- [Recorded data]
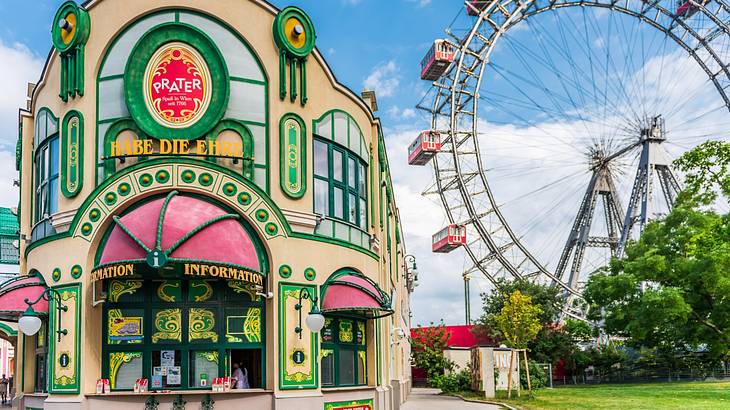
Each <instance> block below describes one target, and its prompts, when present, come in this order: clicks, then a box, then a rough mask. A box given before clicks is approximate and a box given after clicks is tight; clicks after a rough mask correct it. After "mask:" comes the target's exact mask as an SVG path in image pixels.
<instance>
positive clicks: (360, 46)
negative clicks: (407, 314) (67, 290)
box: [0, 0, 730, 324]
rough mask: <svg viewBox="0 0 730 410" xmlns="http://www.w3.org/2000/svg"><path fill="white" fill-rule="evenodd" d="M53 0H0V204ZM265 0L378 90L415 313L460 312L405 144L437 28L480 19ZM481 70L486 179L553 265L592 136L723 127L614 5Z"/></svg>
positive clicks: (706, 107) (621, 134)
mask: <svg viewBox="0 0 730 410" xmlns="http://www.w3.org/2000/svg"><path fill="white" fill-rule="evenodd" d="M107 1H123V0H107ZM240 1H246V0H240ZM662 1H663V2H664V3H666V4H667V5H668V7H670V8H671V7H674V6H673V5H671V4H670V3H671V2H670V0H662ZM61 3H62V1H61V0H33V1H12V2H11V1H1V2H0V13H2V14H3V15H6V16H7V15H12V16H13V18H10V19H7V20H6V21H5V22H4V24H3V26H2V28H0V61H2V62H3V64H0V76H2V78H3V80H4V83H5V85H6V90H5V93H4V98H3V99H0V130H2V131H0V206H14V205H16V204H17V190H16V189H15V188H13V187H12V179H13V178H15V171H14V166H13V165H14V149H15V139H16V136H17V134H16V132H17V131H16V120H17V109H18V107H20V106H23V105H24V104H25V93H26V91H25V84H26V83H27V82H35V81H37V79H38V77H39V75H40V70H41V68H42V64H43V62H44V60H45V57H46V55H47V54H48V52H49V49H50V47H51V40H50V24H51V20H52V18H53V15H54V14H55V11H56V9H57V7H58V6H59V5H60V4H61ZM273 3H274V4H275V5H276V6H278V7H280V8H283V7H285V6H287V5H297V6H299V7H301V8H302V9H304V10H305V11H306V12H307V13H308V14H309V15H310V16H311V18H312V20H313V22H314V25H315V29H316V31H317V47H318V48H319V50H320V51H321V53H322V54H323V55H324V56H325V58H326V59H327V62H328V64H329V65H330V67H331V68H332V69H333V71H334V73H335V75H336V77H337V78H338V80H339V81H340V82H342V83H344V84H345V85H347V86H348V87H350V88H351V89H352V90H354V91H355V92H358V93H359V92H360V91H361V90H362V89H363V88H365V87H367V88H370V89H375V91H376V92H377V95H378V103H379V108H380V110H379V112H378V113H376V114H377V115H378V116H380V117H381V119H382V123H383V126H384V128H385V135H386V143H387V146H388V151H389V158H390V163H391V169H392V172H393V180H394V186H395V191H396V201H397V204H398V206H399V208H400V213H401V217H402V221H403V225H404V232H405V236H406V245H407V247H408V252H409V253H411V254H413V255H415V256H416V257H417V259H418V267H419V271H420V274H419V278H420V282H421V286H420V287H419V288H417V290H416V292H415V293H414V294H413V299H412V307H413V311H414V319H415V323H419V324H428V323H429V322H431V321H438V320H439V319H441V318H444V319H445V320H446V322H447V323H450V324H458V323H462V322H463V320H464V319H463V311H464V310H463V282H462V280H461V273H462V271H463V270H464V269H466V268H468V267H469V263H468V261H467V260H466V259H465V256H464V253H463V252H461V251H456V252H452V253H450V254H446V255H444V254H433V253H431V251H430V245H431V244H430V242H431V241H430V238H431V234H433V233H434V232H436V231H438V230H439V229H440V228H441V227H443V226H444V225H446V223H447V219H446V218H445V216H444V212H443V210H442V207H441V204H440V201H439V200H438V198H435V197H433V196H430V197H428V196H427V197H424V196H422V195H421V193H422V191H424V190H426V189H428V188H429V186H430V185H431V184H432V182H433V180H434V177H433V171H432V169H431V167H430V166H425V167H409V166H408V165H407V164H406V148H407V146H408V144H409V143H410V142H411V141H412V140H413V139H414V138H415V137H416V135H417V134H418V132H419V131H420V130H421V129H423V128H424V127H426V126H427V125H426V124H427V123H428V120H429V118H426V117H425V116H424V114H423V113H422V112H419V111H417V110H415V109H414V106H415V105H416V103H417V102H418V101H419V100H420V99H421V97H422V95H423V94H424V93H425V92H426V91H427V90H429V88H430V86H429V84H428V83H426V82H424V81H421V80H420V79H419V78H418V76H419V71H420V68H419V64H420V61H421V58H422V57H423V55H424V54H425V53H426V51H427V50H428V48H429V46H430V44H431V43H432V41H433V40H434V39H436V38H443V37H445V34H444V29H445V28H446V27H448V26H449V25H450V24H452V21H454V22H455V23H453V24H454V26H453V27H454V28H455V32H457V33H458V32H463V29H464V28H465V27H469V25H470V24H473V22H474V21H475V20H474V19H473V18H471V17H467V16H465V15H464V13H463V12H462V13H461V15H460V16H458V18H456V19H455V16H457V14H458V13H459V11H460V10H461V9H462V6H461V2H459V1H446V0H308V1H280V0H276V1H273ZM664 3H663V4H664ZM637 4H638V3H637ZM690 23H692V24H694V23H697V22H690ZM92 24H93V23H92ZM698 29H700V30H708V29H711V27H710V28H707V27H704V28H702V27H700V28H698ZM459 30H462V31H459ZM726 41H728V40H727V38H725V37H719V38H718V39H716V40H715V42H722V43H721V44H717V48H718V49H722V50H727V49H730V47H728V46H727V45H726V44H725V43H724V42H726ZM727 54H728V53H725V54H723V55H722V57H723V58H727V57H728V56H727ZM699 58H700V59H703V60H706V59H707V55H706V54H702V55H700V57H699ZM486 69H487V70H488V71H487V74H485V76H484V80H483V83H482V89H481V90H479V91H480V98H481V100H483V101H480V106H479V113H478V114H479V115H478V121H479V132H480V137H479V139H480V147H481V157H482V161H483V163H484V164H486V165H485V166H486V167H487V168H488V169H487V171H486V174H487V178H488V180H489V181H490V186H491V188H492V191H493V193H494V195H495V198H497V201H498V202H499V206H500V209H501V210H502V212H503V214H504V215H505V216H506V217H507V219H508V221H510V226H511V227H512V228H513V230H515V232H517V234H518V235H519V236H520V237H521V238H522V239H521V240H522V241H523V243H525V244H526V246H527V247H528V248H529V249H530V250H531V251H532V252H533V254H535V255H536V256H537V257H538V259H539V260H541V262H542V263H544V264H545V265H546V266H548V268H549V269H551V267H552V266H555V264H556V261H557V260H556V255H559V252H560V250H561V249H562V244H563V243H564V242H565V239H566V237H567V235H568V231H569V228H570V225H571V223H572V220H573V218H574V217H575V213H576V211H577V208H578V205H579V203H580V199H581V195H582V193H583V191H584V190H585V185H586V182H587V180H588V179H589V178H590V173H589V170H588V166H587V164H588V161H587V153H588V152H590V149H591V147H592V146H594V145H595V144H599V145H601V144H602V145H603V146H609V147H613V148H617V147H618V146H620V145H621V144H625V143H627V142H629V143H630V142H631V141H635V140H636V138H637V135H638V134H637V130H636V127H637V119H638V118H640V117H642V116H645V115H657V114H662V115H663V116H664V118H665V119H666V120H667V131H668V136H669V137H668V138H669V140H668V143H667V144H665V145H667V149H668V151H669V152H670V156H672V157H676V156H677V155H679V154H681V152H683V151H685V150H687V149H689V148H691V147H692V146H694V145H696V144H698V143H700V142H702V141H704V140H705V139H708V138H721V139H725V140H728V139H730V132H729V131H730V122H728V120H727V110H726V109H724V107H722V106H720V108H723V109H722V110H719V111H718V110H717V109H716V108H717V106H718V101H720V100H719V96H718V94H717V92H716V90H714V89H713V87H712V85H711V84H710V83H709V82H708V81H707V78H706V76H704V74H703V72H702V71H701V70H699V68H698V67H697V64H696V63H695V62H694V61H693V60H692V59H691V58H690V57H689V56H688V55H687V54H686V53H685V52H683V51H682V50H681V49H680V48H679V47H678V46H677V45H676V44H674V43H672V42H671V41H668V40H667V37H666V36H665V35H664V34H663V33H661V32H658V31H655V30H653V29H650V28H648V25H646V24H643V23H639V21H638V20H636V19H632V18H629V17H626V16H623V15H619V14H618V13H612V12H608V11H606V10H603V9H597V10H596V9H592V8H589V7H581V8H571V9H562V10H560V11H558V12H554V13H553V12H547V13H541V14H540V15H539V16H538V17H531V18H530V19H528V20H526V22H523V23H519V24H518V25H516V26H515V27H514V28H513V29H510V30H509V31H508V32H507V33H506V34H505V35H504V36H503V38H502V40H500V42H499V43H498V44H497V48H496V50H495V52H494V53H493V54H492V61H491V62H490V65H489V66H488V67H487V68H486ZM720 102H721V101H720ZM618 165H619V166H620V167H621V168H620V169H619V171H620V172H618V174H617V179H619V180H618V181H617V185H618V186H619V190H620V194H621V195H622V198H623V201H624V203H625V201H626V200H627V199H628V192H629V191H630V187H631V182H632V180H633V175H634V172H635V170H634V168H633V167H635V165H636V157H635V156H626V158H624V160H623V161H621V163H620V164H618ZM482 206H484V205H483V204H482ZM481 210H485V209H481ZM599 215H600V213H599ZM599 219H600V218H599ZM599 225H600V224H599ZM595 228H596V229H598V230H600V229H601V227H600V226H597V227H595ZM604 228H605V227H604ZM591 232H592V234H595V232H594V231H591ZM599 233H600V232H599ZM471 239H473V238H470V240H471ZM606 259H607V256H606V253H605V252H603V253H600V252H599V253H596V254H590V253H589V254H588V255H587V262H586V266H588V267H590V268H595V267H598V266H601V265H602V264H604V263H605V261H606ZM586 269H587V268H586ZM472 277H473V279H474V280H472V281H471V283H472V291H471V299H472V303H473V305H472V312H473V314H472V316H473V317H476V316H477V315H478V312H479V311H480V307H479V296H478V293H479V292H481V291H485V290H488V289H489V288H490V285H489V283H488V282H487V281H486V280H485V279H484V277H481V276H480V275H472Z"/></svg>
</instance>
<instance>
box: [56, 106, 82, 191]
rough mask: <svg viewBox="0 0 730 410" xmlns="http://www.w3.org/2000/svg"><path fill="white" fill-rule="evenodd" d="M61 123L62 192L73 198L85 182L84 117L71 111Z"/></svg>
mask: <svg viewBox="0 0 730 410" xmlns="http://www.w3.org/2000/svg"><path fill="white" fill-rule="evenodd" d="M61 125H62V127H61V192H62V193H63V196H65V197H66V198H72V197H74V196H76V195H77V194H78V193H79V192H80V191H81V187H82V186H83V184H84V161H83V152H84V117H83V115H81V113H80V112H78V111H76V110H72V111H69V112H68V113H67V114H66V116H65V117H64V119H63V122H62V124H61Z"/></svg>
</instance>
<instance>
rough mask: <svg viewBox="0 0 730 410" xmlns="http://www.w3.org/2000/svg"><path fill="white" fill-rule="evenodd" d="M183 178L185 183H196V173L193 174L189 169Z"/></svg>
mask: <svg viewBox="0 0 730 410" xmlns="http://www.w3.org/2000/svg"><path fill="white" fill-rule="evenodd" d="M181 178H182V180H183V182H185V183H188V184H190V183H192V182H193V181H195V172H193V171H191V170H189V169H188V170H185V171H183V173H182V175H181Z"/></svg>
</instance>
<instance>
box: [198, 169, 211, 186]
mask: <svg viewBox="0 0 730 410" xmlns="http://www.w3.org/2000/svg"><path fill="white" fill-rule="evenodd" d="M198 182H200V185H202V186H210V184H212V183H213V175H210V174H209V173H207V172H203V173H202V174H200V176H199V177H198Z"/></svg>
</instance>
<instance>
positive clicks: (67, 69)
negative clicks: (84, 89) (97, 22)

- [What the exercise asks] Number of lines in the listing above that include "negative": state it and nothing else.

- [Answer space] 2